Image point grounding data
....
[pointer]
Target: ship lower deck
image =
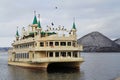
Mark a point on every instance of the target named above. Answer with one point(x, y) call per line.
point(47, 65)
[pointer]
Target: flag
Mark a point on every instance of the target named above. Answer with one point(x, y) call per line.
point(52, 24)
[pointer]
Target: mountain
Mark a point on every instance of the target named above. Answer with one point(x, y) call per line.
point(117, 41)
point(97, 42)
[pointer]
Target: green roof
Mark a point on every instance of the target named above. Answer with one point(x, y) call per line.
point(35, 20)
point(74, 27)
point(39, 25)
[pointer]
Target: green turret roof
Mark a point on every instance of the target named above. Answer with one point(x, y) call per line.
point(74, 27)
point(17, 34)
point(39, 25)
point(35, 20)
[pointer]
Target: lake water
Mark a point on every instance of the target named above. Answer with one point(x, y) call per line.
point(97, 66)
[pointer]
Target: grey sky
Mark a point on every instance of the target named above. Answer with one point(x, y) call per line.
point(90, 15)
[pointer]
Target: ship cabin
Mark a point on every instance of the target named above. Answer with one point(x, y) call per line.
point(37, 45)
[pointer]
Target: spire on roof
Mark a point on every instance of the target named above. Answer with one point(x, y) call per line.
point(35, 18)
point(17, 34)
point(74, 27)
point(39, 25)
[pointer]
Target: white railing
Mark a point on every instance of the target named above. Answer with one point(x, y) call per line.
point(59, 59)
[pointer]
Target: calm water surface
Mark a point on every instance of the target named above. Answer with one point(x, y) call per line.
point(101, 66)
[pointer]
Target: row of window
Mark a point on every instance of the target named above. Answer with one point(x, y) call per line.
point(27, 45)
point(57, 44)
point(63, 54)
point(22, 55)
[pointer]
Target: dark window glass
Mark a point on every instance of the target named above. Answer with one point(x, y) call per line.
point(56, 54)
point(56, 43)
point(63, 43)
point(69, 43)
point(41, 44)
point(51, 54)
point(63, 54)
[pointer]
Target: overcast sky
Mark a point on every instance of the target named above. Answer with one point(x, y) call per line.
point(90, 15)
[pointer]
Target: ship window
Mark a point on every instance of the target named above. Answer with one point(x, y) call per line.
point(51, 43)
point(74, 44)
point(63, 43)
point(56, 54)
point(46, 43)
point(63, 54)
point(69, 43)
point(41, 44)
point(56, 43)
point(75, 54)
point(69, 54)
point(51, 54)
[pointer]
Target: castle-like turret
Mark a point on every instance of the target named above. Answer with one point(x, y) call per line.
point(35, 23)
point(73, 31)
point(17, 35)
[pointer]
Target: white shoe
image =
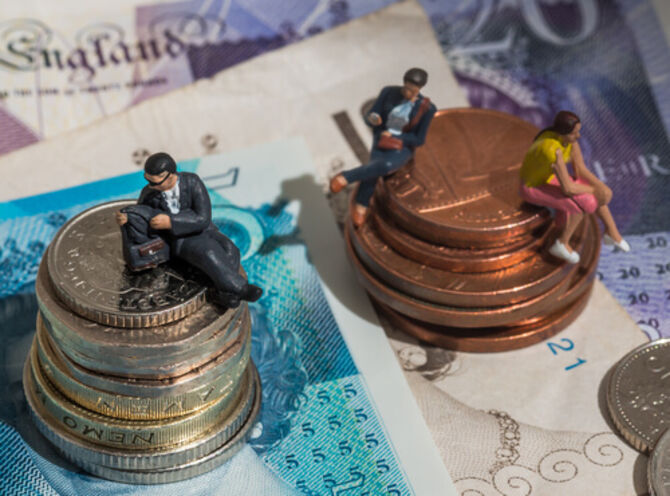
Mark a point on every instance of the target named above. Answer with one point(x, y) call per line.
point(622, 245)
point(559, 250)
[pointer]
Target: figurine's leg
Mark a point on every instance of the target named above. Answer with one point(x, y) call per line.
point(384, 163)
point(365, 191)
point(205, 253)
point(371, 170)
point(231, 251)
point(571, 224)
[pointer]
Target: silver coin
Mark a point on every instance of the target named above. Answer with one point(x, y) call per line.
point(225, 363)
point(81, 451)
point(170, 367)
point(86, 267)
point(121, 433)
point(658, 467)
point(639, 394)
point(105, 343)
point(137, 407)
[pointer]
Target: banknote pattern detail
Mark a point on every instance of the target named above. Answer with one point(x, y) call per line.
point(534, 58)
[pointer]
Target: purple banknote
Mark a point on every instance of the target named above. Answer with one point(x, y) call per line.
point(609, 62)
point(66, 67)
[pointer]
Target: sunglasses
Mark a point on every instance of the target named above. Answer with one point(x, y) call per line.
point(152, 183)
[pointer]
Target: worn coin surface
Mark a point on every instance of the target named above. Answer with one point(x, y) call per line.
point(455, 259)
point(219, 364)
point(126, 434)
point(527, 279)
point(470, 317)
point(81, 450)
point(116, 346)
point(139, 407)
point(658, 467)
point(491, 339)
point(462, 188)
point(172, 366)
point(186, 470)
point(88, 272)
point(638, 396)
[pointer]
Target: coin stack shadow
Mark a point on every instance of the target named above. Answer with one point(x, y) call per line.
point(451, 255)
point(146, 404)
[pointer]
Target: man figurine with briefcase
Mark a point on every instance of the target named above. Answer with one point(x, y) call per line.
point(173, 219)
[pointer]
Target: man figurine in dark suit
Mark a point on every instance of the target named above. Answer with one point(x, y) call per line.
point(175, 207)
point(399, 118)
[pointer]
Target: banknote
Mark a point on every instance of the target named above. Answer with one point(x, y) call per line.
point(609, 61)
point(65, 65)
point(296, 91)
point(330, 421)
point(499, 427)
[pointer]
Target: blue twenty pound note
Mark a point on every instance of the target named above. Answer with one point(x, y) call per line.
point(336, 417)
point(608, 61)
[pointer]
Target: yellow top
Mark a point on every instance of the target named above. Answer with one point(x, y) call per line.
point(537, 164)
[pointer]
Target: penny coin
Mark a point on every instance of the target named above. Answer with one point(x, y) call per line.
point(139, 407)
point(189, 337)
point(454, 259)
point(470, 317)
point(120, 433)
point(88, 272)
point(527, 279)
point(462, 187)
point(492, 339)
point(82, 450)
point(658, 467)
point(639, 393)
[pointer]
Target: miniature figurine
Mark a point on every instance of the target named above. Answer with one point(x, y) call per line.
point(173, 218)
point(545, 181)
point(400, 118)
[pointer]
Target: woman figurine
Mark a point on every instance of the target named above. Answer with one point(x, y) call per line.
point(545, 181)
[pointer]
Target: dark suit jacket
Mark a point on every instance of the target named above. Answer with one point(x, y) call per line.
point(389, 97)
point(195, 209)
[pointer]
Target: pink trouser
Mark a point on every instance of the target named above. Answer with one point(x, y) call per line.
point(550, 195)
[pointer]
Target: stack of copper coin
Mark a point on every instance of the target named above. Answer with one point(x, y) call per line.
point(135, 377)
point(451, 254)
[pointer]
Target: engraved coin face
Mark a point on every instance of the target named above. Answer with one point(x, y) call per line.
point(88, 272)
point(658, 470)
point(639, 394)
point(463, 185)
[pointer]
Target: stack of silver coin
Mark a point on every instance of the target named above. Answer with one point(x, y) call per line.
point(135, 377)
point(638, 398)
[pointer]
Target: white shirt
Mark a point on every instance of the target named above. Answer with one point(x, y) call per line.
point(399, 116)
point(172, 197)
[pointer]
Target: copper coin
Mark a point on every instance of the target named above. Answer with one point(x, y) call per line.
point(473, 316)
point(528, 279)
point(462, 188)
point(456, 259)
point(493, 339)
point(488, 339)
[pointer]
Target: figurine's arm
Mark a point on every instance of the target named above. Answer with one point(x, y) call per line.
point(197, 218)
point(568, 186)
point(601, 190)
point(377, 109)
point(417, 136)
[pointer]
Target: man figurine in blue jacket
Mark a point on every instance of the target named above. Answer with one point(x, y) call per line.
point(174, 209)
point(399, 118)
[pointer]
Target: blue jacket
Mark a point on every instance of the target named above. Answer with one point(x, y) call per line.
point(388, 98)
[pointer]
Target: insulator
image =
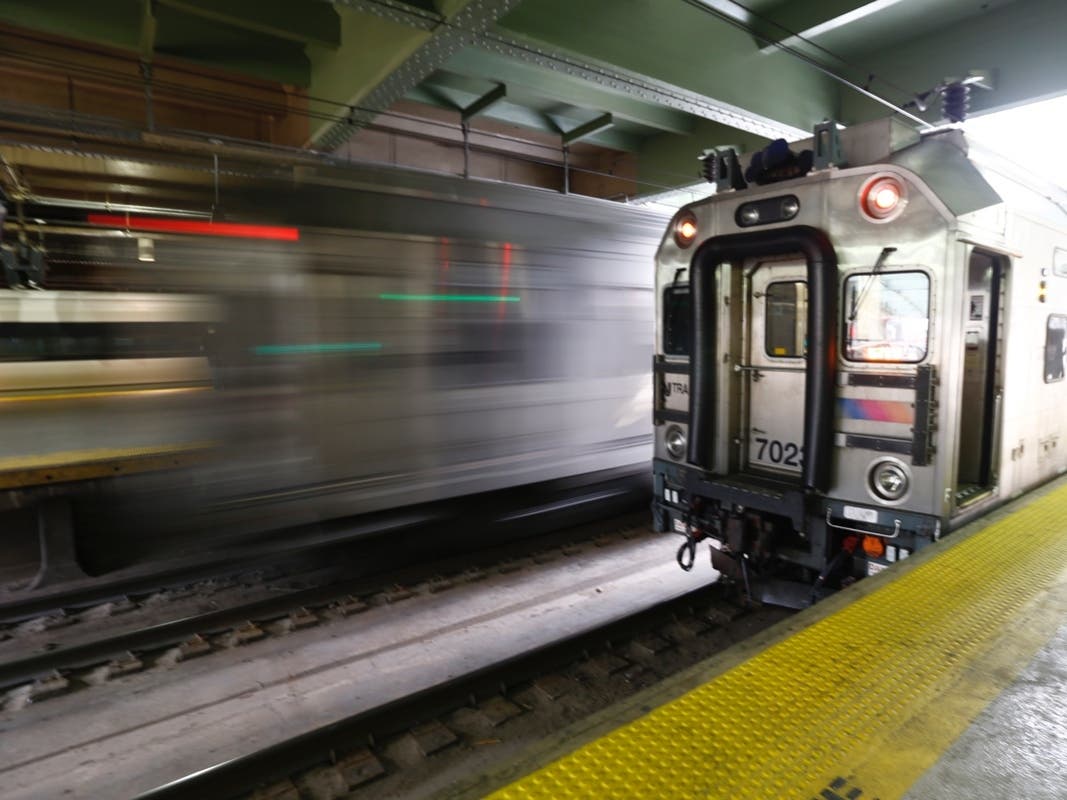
....
▸ **TASK DIRECTIONS**:
Report each line of the data in which "surface" occurs.

▸ **ANSWER SPACE**:
Target: calm water surface
Target: worn coin surface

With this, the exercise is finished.